:: WHAT TO DO ::
If a line in the records below contains the word "query", copy it out.
START TASK INPUT
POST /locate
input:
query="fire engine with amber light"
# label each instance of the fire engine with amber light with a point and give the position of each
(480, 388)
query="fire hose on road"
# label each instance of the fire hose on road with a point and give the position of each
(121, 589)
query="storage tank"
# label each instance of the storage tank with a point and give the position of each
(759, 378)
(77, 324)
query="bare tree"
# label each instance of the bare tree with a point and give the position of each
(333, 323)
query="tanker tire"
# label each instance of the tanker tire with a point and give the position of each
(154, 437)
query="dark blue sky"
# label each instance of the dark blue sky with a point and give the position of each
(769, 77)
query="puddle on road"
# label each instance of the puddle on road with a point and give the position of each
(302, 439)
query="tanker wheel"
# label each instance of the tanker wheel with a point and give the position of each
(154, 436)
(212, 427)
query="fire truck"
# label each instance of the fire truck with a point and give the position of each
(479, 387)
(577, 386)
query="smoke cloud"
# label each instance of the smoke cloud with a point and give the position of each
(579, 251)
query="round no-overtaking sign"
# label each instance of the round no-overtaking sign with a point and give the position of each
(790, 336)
END TASK INPUT
START TASK INPUT
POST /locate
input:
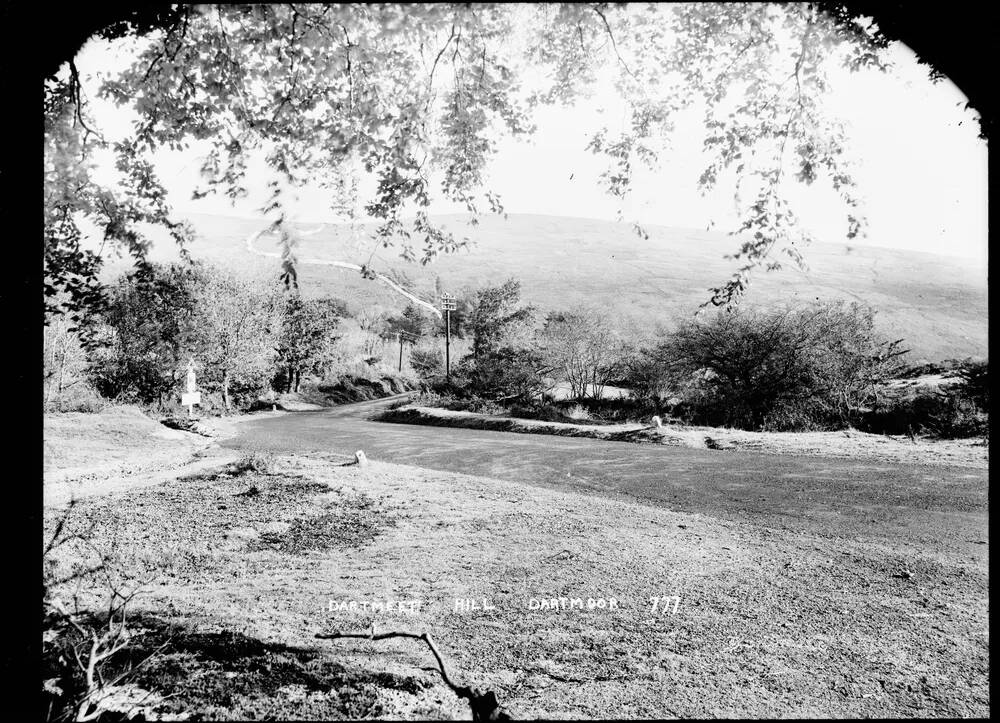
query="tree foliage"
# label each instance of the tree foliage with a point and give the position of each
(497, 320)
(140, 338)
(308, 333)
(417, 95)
END TASK INPUT
:: EXERCISE RESPONSE ::
query="fire engine with amber light"
query="fire hose on road"
query="storage tank"
query="bare tree"
query="tanker tire"
query="dark blue sky"
query="puddle on road"
query="tanker wheel"
query="fire truck"
query="smoke cloud"
query="round no-overtaking sign"
query="tree foliage"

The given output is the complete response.